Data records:
┄┄┄┄┄┄┄┄┄┄┄┄┄┄┄┄┄┄┄┄

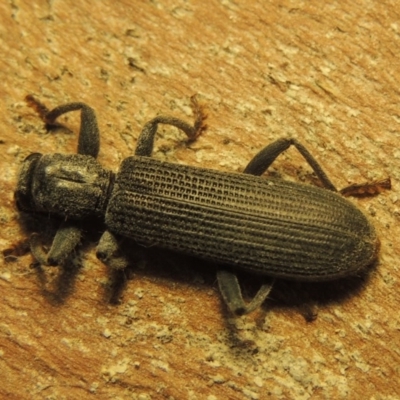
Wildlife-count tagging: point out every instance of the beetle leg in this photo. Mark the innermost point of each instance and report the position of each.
(232, 295)
(263, 159)
(89, 136)
(109, 251)
(66, 239)
(145, 142)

┄┄┄┄┄┄┄┄┄┄┄┄┄┄┄┄┄┄┄┄

## AIM OF THE TASK
The result should be an exact retyped version of all the entries above, containing no pictures.

## ANSWER TO THIS PROBLEM
Wildlife-count tagging: point out every instance of the beetle leg in this photo. Mark the innermost point of each instance and report the position of each.
(232, 295)
(263, 159)
(89, 136)
(109, 251)
(66, 239)
(145, 142)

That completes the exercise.